Rescale the point coordinates in the lines from the line containing "Thank you for the photo. Please point out the car window" through the final line of the records, inclusive. Multiply each coordinate by 2.55 and round it to a whole number, with halves rounding up. Rewrite only those lines, keeping the requests unchanged and in place.

>> BEGIN DATASET EXTRACT

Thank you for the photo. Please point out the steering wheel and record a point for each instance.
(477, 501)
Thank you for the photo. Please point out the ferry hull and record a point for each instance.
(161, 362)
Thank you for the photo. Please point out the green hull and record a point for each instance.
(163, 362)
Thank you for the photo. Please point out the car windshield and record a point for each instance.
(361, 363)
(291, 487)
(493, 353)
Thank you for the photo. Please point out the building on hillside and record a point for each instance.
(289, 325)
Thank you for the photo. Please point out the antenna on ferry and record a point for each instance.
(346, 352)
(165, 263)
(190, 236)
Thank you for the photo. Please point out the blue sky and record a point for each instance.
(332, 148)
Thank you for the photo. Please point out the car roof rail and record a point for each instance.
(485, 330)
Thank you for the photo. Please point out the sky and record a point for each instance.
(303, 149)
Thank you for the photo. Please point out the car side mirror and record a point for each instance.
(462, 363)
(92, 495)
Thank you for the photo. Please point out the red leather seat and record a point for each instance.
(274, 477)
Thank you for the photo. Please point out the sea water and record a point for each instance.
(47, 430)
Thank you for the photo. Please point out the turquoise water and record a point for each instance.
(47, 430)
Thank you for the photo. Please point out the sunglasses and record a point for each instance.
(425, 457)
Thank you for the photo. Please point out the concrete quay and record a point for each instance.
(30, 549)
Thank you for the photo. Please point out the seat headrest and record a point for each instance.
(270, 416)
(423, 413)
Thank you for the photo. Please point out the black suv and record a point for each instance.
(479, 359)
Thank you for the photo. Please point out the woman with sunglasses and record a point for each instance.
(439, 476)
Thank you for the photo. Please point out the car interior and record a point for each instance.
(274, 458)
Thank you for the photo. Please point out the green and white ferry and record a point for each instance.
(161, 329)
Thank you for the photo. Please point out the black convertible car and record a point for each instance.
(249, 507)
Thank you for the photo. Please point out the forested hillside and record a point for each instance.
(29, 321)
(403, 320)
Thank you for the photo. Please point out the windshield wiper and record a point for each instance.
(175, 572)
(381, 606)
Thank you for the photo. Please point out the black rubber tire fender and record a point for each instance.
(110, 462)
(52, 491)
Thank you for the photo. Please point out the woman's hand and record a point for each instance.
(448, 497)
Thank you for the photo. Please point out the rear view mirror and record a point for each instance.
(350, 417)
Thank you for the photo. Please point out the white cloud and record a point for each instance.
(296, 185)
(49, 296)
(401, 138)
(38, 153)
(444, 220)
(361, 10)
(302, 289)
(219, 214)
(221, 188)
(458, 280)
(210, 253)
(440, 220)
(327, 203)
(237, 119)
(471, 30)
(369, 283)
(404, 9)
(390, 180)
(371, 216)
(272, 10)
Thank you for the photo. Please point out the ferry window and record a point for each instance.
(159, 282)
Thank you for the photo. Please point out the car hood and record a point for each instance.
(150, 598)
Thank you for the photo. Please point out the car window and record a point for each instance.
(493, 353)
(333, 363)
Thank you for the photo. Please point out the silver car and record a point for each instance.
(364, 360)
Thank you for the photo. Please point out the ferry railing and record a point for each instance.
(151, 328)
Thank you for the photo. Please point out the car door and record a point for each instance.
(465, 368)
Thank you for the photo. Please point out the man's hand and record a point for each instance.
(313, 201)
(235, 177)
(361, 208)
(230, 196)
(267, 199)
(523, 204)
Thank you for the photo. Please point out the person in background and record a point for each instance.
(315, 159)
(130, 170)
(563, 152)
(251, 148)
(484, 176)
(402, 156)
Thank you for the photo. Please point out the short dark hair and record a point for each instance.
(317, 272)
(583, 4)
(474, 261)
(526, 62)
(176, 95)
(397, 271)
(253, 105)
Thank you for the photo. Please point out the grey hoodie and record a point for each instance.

>> END DATASET EXTRACT

*FINISHED EXERCISE*
Thank you for the photo. Please point out the car window and record a point for each instance.
(1257, 900)
(849, 926)
Thank you for the photo. Please point out the silver car and record a point for each instance.
(928, 918)
Thank you for the photo. Please point out the ferry railing and record a point for each instance.
(385, 836)
Thank you for the photo. Please point out the car door and record a point for each instance.
(1186, 938)
Thank you for the photo. Please point out the man's hand and record a point for each instance.
(798, 513)
(599, 451)
(921, 530)
(587, 500)
(681, 507)
(1334, 520)
Thank you for the photo. Please point out the person in background and record a point for each instance.
(803, 405)
(332, 434)
(1436, 388)
(640, 377)
(1234, 449)
(1025, 398)
Thank you for the photo. Please point out the short dark hair and record a point for each instance.
(808, 694)
(1487, 10)
(1209, 666)
(1341, 158)
(449, 242)
(1012, 691)
(645, 268)
Thank you for the photo. Please point out the grey hoodie and record a point for each instance.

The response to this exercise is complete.